Data extracted from a collection:
************

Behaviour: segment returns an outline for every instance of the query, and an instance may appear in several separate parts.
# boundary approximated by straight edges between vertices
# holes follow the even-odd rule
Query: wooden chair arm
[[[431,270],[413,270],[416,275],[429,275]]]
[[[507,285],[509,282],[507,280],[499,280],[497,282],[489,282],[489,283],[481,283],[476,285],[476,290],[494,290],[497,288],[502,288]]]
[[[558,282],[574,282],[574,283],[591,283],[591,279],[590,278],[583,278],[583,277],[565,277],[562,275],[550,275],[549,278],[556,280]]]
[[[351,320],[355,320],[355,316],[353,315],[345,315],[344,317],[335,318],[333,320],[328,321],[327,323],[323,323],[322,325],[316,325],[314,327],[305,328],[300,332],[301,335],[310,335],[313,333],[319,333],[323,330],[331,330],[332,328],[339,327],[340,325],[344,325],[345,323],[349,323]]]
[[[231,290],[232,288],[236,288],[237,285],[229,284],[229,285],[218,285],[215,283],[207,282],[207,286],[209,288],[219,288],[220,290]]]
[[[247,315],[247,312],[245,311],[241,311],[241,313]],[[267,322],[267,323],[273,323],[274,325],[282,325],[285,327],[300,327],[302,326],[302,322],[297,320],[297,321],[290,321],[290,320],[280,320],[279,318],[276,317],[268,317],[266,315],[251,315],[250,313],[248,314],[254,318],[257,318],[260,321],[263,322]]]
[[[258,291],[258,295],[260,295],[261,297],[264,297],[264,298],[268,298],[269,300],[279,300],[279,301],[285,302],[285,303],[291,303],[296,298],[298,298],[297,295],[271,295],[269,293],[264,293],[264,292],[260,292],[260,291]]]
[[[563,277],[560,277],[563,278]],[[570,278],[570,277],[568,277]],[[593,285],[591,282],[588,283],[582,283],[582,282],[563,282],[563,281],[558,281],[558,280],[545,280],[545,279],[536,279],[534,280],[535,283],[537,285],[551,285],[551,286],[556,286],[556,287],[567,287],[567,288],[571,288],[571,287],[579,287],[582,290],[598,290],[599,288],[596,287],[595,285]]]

************

* Problem requirements:
Print all of the entries again, exactly as written.

* Solution to this task:
Behaviour: segment returns an outline for every instance of the query, and an instance may appear in several separate parts.
# boundary approximated by straight edges between vertices
# holes follow the even-odd rule
Query: wooden chair arm
[[[431,270],[413,270],[416,275],[429,275]]]
[[[507,285],[509,282],[507,280],[499,280],[497,282],[489,282],[489,283],[481,283],[476,285],[476,290],[494,290],[497,288],[502,288]]]
[[[558,282],[574,282],[574,283],[591,283],[591,279],[590,278],[583,278],[583,277],[565,277],[562,275],[550,275],[549,278],[556,280]]]
[[[351,320],[355,320],[355,316],[353,315],[345,315],[344,317],[335,318],[333,320],[328,321],[327,323],[323,323],[322,325],[316,325],[314,327],[305,328],[300,332],[301,335],[310,335],[313,333],[319,333],[323,330],[331,330],[332,328],[339,327],[340,325],[344,325],[345,323],[349,323]]]
[[[231,290],[232,288],[236,288],[237,285],[229,284],[229,285],[218,285],[215,283],[207,282],[207,286],[209,288],[219,288],[220,290]]]
[[[247,315],[247,312],[245,311],[241,311],[241,313]],[[267,322],[267,323],[273,323],[274,325],[282,325],[285,327],[300,327],[302,326],[302,322],[297,320],[297,321],[290,321],[290,320],[280,320],[279,318],[276,317],[268,317],[266,315],[251,315],[250,313],[248,314],[254,318],[257,318],[260,321],[263,322]]]
[[[258,291],[258,295],[260,295],[261,297],[264,297],[264,298],[268,298],[269,300],[279,300],[279,301],[285,302],[285,303],[291,303],[296,298],[298,298],[297,295],[271,295],[269,293],[264,293],[264,292],[260,292],[260,291]]]
[[[563,277],[560,277],[563,278]],[[570,278],[570,277],[568,277]],[[593,285],[591,282],[588,283],[582,283],[582,282],[563,282],[563,281],[558,281],[558,280],[545,280],[545,279],[536,279],[534,280],[535,283],[537,285],[551,285],[551,286],[556,286],[556,287],[567,287],[567,288],[571,288],[571,287],[579,287],[582,290],[598,290],[599,288],[596,287],[595,285]]]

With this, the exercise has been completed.